**DATA FOR THIS EXERCISE**

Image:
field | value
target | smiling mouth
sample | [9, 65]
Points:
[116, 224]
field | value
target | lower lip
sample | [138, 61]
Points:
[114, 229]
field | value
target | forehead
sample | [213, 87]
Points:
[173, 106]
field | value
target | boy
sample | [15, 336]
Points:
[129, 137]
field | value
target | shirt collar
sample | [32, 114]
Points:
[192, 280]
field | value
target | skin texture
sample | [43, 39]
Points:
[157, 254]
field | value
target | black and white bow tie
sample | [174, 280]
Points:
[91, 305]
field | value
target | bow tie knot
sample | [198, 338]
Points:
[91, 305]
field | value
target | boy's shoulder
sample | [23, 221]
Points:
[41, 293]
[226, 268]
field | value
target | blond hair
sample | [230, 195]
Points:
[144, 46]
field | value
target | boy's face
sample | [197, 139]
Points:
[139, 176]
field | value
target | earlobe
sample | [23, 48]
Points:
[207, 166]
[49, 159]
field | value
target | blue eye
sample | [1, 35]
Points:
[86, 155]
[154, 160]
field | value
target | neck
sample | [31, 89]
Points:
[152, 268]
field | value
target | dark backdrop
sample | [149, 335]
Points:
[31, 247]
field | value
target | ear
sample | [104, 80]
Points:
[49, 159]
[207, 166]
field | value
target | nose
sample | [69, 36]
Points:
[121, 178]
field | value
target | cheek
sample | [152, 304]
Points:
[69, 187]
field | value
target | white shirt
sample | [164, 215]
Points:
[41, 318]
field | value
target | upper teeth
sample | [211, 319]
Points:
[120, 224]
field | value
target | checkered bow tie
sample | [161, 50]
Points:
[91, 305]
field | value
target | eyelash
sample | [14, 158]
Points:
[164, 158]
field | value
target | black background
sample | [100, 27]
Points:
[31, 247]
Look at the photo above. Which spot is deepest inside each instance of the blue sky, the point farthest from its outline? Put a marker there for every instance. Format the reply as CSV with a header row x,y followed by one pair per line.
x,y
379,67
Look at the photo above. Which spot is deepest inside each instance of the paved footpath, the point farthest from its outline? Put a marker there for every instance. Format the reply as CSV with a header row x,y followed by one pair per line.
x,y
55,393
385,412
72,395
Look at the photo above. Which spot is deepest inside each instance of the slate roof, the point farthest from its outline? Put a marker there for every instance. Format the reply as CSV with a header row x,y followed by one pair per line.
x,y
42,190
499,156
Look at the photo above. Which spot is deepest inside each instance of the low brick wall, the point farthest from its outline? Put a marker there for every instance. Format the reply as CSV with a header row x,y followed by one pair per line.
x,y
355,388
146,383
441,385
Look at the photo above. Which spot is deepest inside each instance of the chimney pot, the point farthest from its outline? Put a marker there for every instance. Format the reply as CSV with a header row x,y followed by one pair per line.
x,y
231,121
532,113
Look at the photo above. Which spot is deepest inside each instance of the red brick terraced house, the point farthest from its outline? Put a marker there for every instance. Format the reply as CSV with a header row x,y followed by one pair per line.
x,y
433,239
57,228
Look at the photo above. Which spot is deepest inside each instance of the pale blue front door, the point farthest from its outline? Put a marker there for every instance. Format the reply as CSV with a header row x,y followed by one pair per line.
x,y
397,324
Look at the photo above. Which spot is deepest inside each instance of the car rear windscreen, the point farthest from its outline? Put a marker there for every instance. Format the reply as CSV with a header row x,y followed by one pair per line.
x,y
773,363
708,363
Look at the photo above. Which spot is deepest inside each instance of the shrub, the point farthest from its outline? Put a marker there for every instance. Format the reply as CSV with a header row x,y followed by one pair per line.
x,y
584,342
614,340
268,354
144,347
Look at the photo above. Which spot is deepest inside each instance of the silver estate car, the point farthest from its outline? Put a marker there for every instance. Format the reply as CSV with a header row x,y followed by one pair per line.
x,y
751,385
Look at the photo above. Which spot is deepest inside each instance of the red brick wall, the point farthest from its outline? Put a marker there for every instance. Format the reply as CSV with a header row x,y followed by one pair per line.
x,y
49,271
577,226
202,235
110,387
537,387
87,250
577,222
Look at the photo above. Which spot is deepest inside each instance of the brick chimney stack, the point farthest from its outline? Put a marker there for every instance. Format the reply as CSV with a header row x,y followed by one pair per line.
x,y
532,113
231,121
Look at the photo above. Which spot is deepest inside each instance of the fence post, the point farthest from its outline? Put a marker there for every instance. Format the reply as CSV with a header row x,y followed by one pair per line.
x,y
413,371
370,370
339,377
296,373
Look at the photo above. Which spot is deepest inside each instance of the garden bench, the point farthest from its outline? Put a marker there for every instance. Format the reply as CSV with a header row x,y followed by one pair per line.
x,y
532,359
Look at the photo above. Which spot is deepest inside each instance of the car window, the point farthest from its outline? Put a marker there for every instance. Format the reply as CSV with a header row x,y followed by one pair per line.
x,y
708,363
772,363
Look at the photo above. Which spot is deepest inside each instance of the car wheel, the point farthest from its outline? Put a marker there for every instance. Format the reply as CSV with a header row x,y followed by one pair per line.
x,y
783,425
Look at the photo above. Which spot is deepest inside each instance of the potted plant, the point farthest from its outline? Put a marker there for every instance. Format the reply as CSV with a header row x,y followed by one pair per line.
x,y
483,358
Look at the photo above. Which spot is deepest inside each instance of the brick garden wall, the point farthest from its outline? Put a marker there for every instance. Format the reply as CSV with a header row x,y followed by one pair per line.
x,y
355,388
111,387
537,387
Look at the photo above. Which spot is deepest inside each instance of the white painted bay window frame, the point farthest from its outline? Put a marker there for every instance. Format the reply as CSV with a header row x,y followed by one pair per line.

**THE PROBLEM**
Gather all lines from the records above in which "white" appears.

**ANSWER SECTION**
target | black and white bow tie
target | white shirt
Look at the photo above. Which spot is deepest inside each instance of the white painted bay window frame, the point farthest from its outline? Put a marker there for every instance. Format the reply as CSV with a header row x,y followed by one pair per line.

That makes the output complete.